TASK
Could you set down all of the data again, exactly as it stands?

*** SOURCE MATERIAL ***

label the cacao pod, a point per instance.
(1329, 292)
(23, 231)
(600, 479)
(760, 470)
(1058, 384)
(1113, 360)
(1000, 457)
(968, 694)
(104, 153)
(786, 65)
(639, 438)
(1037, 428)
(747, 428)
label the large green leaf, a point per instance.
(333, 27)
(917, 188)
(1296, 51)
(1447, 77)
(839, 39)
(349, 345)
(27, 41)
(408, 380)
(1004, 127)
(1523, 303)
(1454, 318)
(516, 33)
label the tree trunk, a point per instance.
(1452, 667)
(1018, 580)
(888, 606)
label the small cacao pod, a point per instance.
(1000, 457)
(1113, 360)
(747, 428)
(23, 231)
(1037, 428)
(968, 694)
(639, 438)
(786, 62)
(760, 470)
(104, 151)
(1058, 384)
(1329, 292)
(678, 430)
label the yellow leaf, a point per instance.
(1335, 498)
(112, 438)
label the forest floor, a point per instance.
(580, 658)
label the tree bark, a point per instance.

*** End of SOURCE MATERIAL ***

REPLY
label the cacao pod, a point per instance.
(1329, 292)
(23, 231)
(600, 479)
(760, 470)
(1058, 384)
(1113, 360)
(1000, 457)
(968, 694)
(104, 153)
(786, 65)
(639, 438)
(1037, 428)
(747, 428)
label the large green leaf, a point per instance.
(333, 27)
(917, 188)
(1296, 51)
(1447, 77)
(839, 39)
(349, 345)
(27, 41)
(408, 380)
(1004, 127)
(1523, 303)
(1454, 318)
(516, 33)
label the tree trunk, a point per instance.
(1452, 667)
(1018, 580)
(888, 606)
label the small cacao pod, a point per instance.
(1000, 457)
(1113, 360)
(747, 428)
(23, 231)
(1037, 428)
(968, 694)
(639, 438)
(786, 62)
(760, 470)
(104, 151)
(1058, 384)
(1329, 292)
(678, 430)
label the yellow leaf, a point per instance.
(1335, 498)
(112, 438)
label the forest floor, a point per instance.
(580, 658)
label the tree bark, a point per instance.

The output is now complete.